● Directive
Count the lines in the entries below that contain the word "smiling", treating case as significant, and give only the number.

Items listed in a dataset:
○ ○ ○ ○ ○

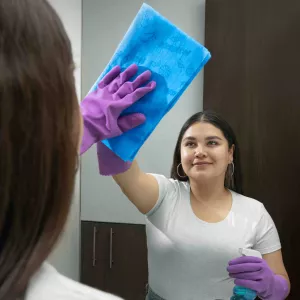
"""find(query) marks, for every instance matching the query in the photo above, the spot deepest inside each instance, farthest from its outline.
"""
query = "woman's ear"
(231, 152)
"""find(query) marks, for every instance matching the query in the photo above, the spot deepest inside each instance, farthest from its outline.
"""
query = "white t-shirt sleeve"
(169, 191)
(267, 238)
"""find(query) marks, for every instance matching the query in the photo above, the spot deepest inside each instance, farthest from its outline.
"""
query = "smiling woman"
(207, 133)
(199, 219)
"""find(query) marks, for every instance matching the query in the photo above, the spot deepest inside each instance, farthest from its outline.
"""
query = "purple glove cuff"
(109, 163)
(88, 138)
(280, 289)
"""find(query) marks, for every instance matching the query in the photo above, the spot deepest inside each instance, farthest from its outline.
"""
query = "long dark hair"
(232, 182)
(38, 144)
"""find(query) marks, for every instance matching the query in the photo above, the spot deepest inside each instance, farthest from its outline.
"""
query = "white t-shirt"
(48, 284)
(188, 257)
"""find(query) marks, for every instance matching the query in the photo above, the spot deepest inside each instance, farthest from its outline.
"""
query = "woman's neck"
(208, 191)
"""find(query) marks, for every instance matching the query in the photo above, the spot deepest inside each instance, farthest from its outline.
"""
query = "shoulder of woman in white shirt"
(48, 284)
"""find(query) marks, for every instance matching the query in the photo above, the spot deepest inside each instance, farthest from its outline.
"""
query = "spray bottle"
(239, 292)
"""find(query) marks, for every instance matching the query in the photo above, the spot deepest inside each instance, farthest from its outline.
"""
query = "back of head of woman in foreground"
(39, 136)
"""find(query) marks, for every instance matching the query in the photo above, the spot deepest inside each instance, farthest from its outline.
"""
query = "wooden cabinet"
(114, 258)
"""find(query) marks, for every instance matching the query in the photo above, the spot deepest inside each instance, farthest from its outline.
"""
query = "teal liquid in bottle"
(241, 293)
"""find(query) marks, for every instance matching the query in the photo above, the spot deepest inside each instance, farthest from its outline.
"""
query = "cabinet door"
(114, 258)
(128, 269)
(94, 254)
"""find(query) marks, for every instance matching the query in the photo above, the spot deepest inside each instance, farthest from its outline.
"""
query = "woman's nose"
(200, 151)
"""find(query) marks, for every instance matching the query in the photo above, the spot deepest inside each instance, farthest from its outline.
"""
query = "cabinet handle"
(110, 249)
(94, 246)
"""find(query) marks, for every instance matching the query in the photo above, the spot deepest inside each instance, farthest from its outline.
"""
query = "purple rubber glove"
(101, 108)
(255, 274)
(109, 163)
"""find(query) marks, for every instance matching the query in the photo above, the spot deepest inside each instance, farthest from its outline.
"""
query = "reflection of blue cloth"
(174, 59)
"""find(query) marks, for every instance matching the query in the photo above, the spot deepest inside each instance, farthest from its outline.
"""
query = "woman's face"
(205, 152)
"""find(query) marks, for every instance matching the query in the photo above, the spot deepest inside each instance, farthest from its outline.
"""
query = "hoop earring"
(178, 172)
(232, 169)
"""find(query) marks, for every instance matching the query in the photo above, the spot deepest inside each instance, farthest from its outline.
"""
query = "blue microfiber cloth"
(174, 59)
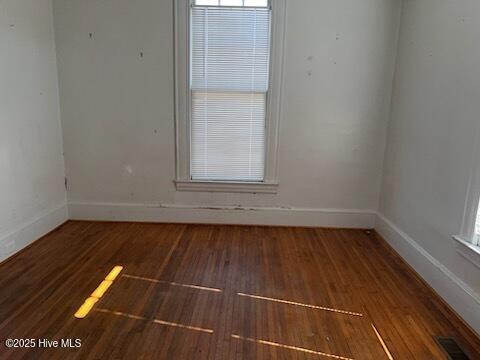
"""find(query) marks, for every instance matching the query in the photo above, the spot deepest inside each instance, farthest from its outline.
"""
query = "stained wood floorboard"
(222, 292)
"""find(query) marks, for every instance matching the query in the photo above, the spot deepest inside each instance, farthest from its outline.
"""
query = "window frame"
(468, 239)
(183, 179)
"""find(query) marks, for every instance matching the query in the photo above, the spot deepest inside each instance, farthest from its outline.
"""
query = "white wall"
(32, 194)
(435, 118)
(118, 112)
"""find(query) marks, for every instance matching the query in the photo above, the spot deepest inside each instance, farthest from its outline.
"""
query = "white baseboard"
(461, 297)
(223, 215)
(32, 230)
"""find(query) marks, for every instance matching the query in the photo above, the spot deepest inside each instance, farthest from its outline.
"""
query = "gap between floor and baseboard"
(28, 232)
(238, 215)
(455, 294)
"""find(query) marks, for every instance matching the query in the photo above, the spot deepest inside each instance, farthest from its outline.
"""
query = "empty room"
(240, 179)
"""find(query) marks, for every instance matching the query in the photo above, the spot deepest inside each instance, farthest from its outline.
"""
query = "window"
(228, 78)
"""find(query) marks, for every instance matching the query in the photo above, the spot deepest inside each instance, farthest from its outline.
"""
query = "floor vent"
(451, 348)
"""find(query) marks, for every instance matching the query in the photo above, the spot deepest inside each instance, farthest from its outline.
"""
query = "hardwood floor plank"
(222, 292)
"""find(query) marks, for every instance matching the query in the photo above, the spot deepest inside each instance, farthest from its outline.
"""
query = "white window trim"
(182, 107)
(470, 243)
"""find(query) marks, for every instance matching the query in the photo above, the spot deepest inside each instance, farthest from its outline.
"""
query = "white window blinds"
(229, 79)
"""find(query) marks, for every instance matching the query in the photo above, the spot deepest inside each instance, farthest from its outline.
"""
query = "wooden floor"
(221, 292)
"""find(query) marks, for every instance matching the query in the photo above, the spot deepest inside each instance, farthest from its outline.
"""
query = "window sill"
(226, 187)
(468, 250)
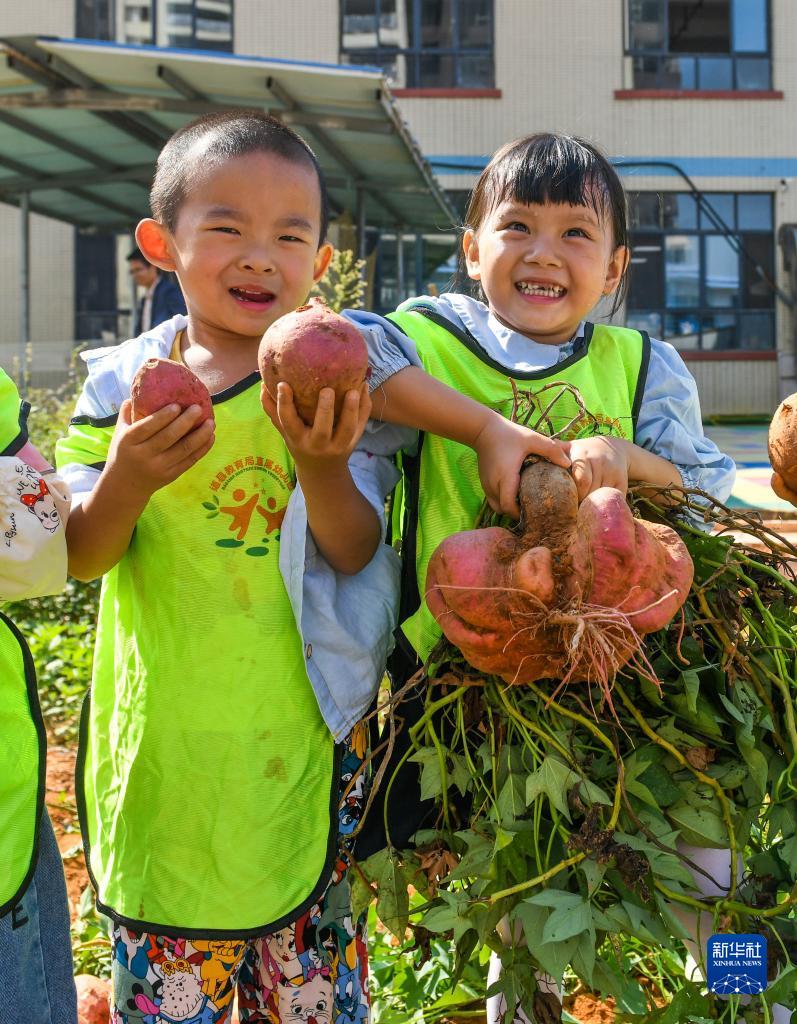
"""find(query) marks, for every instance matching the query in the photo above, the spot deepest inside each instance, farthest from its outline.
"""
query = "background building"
(696, 99)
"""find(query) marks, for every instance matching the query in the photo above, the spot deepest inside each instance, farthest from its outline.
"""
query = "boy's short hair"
(229, 133)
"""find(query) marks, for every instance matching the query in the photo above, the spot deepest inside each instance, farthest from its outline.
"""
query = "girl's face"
(543, 266)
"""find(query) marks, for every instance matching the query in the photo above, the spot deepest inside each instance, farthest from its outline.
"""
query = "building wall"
(298, 31)
(51, 269)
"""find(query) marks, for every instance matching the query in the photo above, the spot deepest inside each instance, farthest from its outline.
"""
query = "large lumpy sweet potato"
(163, 382)
(310, 349)
(569, 594)
(783, 441)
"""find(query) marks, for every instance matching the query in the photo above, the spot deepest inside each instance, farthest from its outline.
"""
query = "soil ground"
(63, 809)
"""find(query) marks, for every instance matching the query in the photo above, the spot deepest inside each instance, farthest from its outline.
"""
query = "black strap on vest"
(410, 599)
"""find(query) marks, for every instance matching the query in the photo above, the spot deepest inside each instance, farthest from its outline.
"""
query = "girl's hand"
(151, 453)
(779, 486)
(600, 462)
(325, 443)
(501, 446)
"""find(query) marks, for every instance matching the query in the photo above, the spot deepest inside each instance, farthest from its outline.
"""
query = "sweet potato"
(162, 382)
(565, 596)
(783, 441)
(310, 349)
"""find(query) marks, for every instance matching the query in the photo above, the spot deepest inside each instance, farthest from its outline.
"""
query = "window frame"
(706, 227)
(665, 54)
(195, 43)
(416, 51)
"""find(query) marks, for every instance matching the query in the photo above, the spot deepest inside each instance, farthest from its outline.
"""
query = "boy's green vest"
(208, 780)
(23, 752)
(442, 494)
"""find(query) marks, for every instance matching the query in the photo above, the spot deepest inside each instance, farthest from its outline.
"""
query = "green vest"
(442, 494)
(23, 753)
(208, 777)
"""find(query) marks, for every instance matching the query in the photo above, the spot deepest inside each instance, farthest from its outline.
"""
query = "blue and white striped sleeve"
(670, 425)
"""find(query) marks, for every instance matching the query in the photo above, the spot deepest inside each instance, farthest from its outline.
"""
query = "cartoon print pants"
(312, 972)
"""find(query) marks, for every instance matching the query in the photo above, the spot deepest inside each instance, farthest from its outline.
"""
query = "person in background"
(35, 954)
(162, 298)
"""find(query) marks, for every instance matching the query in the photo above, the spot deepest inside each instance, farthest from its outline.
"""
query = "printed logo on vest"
(737, 965)
(249, 498)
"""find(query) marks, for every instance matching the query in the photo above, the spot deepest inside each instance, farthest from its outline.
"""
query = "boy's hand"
(780, 487)
(148, 455)
(326, 443)
(600, 462)
(501, 448)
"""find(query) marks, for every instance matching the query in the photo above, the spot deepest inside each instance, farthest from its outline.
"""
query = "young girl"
(546, 241)
(35, 954)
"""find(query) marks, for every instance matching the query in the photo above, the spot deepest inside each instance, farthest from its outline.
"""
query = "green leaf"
(510, 800)
(553, 778)
(699, 825)
(690, 681)
(362, 895)
(392, 904)
(583, 961)
(567, 922)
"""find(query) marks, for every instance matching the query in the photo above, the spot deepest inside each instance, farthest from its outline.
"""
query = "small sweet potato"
(783, 441)
(310, 349)
(162, 382)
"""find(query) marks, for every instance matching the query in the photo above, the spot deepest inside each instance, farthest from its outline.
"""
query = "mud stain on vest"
(241, 593)
(275, 768)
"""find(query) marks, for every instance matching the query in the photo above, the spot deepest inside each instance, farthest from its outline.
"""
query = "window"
(700, 44)
(694, 276)
(421, 43)
(202, 25)
(93, 19)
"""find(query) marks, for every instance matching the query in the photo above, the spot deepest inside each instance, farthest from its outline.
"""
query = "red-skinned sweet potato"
(163, 382)
(783, 441)
(310, 349)
(569, 594)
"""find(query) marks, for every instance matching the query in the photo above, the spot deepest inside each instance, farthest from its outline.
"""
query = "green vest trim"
(23, 766)
(213, 812)
(610, 369)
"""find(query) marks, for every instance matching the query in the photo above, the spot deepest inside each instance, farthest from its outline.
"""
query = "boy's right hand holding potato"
(142, 458)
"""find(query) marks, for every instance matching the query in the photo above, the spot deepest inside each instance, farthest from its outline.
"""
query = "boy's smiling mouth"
(252, 297)
(540, 291)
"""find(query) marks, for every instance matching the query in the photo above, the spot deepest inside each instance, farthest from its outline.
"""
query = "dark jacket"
(167, 300)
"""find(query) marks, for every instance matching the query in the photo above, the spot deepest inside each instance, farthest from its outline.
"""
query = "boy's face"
(245, 247)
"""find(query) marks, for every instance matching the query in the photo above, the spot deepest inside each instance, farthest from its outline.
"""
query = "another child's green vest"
(23, 752)
(442, 494)
(208, 779)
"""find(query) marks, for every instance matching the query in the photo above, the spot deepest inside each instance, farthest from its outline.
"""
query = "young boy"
(211, 790)
(35, 953)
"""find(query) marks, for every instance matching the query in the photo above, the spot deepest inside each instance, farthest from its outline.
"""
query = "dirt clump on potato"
(163, 382)
(312, 348)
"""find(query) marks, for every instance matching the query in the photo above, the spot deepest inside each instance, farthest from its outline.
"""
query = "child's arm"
(671, 449)
(344, 524)
(142, 458)
(412, 397)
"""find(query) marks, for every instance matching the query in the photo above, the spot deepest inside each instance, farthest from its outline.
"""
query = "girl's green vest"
(208, 778)
(23, 752)
(441, 491)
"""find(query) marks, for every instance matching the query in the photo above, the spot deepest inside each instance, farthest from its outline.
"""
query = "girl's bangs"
(557, 171)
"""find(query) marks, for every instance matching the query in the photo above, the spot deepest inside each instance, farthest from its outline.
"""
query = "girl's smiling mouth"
(540, 291)
(252, 297)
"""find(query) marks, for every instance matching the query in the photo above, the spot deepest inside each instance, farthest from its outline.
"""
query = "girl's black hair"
(229, 133)
(549, 167)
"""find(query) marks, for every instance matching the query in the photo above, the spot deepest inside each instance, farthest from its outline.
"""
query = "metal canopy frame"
(82, 122)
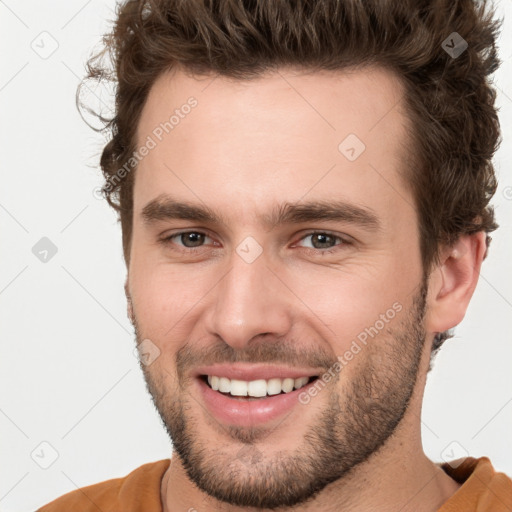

○ ○ ○ ○ ○

● Solution for this exercise
3